» **WHAT THIS TASK INVOLVES**
According to the press release on built-in defrag, how much of the time normally needed for an analysis does the valuation software's built-in analyzer tool save?

» **SOURCE PASSAGE**

◇ ◇ ◇ ◇

SOURCE: Bruce Boyers Marketing Services

April 29, 2009 07:19 ET

Built-In Defrag: Not Added Value

BURBANK, CA--(Marketwire - April 29, 2009) - There are many companies that have added built-in products to their offerings over the years, with varying degrees of success. Most recently, Hewlett-Packard has announced new firewall products that will run on top of their switch platform. The products have yet to be reviewed, but it appears that given their track record for robust and useful hardware and software, this will definitely be a value-added proposition.

Another company, which offers public company valuation software, has added a built-in analyzer tool. The tool compares a target company with up to 50 companies selected by the valuator, saving up to 80 percent of the time normally taken for such an analysis. This built-in addition would also seem to add value.

While built-in additions have added value in some cases, in other scenarios they have not. For example, the defrag tool built into the Windows operating system not only doesn't add value, if solely relied upon as a defragmentation solution, actually detracts. Companies have discovered that when the considerable time and effort is invested into using this product, symptoms of fragmentation such as slow response times, decreased hardware life and even disk crashes continue to occur.

One primary reason is that built-in defrag runs must be scheduled. Due to the fact that many systems today must be constantly up and running, scheduling is at best difficult. In between what runs can be scheduled, file fragmentation continues to build and impact performance and reliability across the entire enterprise. Substantial costs are added when overtime IT hours to arrange defrag scheduling are also factored in.

◇ ◇ ◇ ◇

» **GIVEN INFORMATION**
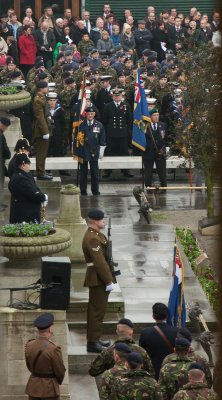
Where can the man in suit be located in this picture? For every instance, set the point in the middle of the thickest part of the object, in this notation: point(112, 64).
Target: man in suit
point(117, 122)
point(44, 360)
point(176, 35)
point(158, 340)
point(98, 279)
point(156, 150)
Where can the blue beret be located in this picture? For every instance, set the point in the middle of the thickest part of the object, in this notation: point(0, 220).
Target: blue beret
point(135, 357)
point(44, 321)
point(5, 121)
point(182, 343)
point(122, 347)
point(195, 366)
point(126, 321)
point(95, 214)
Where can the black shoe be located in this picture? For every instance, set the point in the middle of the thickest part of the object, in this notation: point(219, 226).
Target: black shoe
point(104, 343)
point(45, 177)
point(95, 347)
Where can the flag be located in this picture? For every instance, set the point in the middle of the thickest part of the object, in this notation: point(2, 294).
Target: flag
point(176, 304)
point(140, 115)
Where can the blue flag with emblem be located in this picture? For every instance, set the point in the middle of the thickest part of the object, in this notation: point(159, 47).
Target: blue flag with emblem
point(176, 304)
point(140, 115)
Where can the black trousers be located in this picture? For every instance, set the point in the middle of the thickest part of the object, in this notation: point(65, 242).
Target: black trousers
point(94, 171)
point(161, 171)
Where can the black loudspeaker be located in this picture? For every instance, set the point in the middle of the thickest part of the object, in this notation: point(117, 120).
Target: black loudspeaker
point(55, 279)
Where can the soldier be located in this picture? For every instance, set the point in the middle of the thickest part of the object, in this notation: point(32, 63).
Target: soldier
point(108, 379)
point(135, 384)
point(44, 361)
point(26, 197)
point(183, 332)
point(196, 388)
point(105, 360)
point(42, 129)
point(175, 374)
point(89, 145)
point(98, 279)
point(117, 122)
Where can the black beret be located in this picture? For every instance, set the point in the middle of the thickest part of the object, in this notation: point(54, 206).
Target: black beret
point(122, 347)
point(41, 84)
point(44, 321)
point(22, 144)
point(5, 121)
point(195, 366)
point(184, 332)
point(159, 309)
point(95, 214)
point(126, 321)
point(135, 357)
point(68, 81)
point(182, 343)
point(21, 159)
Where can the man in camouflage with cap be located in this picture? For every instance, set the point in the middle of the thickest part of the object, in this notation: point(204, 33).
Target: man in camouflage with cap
point(196, 388)
point(105, 360)
point(174, 374)
point(136, 383)
point(44, 361)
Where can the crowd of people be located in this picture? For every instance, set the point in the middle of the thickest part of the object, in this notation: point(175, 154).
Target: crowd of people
point(52, 57)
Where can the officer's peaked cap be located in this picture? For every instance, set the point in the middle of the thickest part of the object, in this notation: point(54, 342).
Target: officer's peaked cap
point(95, 214)
point(44, 321)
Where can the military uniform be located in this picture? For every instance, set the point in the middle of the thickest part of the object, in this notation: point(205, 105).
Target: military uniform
point(42, 126)
point(195, 391)
point(98, 275)
point(135, 385)
point(174, 375)
point(105, 360)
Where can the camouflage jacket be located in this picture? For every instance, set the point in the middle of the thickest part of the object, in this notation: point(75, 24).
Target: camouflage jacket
point(196, 358)
point(106, 361)
point(135, 385)
point(174, 375)
point(195, 391)
point(108, 380)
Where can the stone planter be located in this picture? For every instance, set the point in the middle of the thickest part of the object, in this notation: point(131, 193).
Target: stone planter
point(13, 101)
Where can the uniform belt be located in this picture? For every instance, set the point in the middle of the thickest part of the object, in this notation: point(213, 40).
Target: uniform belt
point(44, 375)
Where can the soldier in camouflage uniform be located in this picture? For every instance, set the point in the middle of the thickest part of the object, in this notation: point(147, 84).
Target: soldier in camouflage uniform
point(175, 374)
point(105, 360)
point(121, 350)
point(183, 332)
point(196, 388)
point(135, 384)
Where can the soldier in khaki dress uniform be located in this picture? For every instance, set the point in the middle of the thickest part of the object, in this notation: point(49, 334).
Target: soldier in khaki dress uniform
point(44, 361)
point(98, 279)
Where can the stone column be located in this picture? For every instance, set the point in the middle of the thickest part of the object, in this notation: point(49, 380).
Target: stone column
point(71, 220)
point(16, 328)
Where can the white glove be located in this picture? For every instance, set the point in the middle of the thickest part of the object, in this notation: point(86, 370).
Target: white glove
point(109, 287)
point(101, 151)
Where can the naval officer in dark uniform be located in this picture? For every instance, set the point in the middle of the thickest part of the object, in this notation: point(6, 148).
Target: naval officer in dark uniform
point(88, 146)
point(44, 360)
point(26, 197)
point(117, 123)
point(98, 279)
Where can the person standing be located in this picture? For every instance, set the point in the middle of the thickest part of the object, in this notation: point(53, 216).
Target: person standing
point(98, 279)
point(155, 151)
point(44, 360)
point(42, 129)
point(26, 197)
point(89, 145)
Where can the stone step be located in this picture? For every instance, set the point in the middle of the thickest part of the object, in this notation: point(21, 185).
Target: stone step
point(83, 387)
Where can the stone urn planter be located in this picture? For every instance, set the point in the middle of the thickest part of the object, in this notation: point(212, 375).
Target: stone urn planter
point(24, 259)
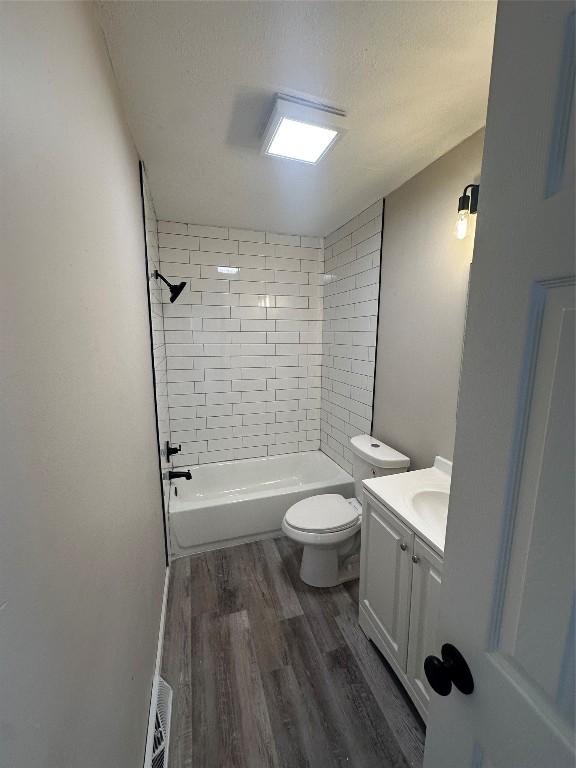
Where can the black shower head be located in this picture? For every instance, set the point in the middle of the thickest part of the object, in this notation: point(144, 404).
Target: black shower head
point(175, 290)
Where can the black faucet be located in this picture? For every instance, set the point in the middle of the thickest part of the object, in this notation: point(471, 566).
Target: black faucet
point(187, 475)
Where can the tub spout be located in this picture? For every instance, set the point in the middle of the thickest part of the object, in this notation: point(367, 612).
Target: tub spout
point(187, 475)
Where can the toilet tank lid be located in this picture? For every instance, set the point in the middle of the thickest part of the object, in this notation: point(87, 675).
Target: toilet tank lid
point(378, 453)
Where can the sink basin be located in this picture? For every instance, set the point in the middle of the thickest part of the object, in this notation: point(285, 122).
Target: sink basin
point(431, 503)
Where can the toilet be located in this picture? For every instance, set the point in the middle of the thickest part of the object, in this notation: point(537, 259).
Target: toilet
point(328, 525)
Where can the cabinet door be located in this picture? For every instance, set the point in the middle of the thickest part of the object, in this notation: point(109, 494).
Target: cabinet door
point(385, 576)
point(426, 581)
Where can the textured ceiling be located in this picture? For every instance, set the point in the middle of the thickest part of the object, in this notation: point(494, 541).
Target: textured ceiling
point(198, 81)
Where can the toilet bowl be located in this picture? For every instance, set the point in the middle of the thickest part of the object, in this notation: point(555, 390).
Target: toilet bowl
point(328, 525)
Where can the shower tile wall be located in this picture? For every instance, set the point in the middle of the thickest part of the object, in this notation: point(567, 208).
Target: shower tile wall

◇ ◇ ◇ ◇

» **FINAL ANSWER**
Up to 80 percent.